--- START ---

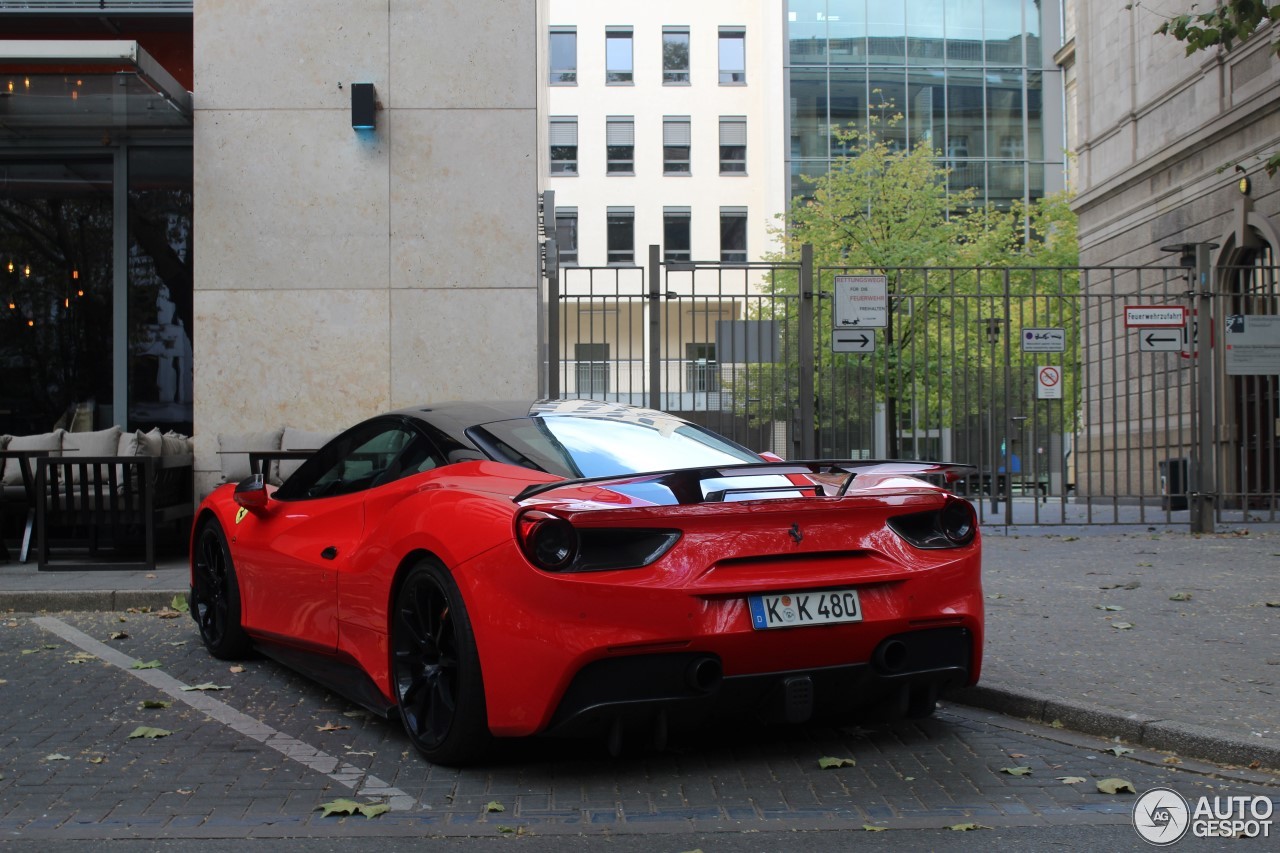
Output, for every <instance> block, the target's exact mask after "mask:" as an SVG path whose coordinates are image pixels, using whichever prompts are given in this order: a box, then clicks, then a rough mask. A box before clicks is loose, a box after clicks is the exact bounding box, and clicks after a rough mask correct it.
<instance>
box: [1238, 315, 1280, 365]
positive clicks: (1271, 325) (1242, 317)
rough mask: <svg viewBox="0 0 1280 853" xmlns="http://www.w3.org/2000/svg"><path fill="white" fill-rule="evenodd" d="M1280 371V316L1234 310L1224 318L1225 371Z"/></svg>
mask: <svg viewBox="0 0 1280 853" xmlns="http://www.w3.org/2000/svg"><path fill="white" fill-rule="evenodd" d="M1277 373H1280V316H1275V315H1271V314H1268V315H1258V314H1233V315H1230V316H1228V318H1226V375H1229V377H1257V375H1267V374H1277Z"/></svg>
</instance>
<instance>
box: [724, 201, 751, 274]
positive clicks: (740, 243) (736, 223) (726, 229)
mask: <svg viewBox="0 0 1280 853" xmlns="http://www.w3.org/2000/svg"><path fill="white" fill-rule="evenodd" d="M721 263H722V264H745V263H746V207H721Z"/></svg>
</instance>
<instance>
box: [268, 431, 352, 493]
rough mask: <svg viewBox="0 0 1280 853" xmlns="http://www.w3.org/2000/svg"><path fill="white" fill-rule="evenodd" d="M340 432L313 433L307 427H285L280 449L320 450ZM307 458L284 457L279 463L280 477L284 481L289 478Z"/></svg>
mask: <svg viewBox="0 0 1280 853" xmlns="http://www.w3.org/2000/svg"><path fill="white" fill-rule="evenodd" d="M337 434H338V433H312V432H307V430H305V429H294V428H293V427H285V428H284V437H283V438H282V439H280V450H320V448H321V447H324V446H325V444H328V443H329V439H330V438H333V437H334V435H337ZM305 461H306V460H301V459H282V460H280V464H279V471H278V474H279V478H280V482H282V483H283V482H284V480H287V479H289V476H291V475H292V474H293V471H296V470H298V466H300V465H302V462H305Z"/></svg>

--- END ---
--- START ---

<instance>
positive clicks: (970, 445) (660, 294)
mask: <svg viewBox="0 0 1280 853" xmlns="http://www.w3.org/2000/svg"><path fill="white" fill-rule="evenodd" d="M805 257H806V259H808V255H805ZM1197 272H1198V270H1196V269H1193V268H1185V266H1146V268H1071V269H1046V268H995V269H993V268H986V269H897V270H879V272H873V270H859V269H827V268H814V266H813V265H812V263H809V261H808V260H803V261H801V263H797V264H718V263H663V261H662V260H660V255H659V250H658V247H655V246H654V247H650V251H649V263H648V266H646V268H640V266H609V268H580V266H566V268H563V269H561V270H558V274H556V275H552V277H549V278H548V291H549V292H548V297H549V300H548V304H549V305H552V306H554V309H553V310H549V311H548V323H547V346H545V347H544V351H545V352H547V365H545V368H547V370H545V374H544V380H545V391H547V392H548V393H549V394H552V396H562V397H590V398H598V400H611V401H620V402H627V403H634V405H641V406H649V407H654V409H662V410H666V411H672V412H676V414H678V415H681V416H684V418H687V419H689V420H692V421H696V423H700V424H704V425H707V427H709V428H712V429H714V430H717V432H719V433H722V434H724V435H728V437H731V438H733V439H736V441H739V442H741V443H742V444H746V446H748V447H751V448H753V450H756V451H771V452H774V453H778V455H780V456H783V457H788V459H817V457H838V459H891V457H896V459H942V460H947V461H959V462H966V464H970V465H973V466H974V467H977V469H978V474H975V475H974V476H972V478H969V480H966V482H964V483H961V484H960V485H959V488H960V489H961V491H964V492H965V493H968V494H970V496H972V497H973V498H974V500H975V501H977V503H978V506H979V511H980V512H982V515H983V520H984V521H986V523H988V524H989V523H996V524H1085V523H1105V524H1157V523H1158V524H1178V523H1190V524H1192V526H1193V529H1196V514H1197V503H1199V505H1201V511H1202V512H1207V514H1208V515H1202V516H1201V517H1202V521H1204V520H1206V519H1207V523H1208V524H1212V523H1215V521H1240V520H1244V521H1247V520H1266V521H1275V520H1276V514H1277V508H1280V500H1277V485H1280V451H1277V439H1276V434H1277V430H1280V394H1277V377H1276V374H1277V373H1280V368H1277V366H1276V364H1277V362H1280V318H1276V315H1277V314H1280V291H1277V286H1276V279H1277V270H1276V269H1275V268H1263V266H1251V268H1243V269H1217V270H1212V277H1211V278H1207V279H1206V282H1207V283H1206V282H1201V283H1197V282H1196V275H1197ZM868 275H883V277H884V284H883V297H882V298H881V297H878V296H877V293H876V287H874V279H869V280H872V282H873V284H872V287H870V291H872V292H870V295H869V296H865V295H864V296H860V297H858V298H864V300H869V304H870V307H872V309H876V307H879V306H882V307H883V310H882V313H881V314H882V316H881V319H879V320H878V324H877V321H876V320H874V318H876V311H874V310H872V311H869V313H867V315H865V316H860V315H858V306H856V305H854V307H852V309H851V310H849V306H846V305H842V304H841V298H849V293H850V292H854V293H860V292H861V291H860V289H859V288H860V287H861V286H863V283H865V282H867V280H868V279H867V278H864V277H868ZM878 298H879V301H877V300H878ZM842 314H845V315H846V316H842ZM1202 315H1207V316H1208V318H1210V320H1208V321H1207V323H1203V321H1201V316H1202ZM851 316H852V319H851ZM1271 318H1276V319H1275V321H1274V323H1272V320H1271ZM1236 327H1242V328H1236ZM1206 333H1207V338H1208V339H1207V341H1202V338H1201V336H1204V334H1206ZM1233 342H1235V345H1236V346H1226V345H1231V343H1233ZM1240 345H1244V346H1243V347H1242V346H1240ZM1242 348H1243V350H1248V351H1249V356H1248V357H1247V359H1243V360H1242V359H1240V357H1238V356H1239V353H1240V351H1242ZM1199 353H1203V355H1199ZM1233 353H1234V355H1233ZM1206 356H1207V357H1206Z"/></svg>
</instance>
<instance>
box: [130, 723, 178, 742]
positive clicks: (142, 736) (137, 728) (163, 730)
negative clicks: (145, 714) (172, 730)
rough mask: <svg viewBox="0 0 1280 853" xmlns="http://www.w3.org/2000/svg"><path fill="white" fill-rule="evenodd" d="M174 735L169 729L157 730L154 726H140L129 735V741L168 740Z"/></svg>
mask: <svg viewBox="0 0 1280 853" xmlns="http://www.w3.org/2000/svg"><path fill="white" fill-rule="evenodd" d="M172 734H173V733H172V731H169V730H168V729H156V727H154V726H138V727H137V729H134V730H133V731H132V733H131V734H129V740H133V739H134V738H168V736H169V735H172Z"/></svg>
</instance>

--- END ---

-- WHAT THE TASK ASKS --
Duplicate the lines from the line containing "Output, for every" through the line containing "371V316L1234 310L1224 318L1225", both included.

-- RESPONSE --
Output, for every <instance> block, the target's exact mask after "mask:" as an SVG path whose coordinates are image pixels, using whichever prompts are given in this order: a box, then clicks, then a rough mask. A box before clicks is loose, a box after clicks is the exact bounding box, and clicks after a rough mask correct it.
<instance>
box: [1238, 315, 1280, 365]
positive clicks: (1271, 325) (1242, 317)
rough mask: <svg viewBox="0 0 1280 853" xmlns="http://www.w3.org/2000/svg"><path fill="white" fill-rule="evenodd" d="M1280 371V316L1234 310L1224 318L1225 371Z"/></svg>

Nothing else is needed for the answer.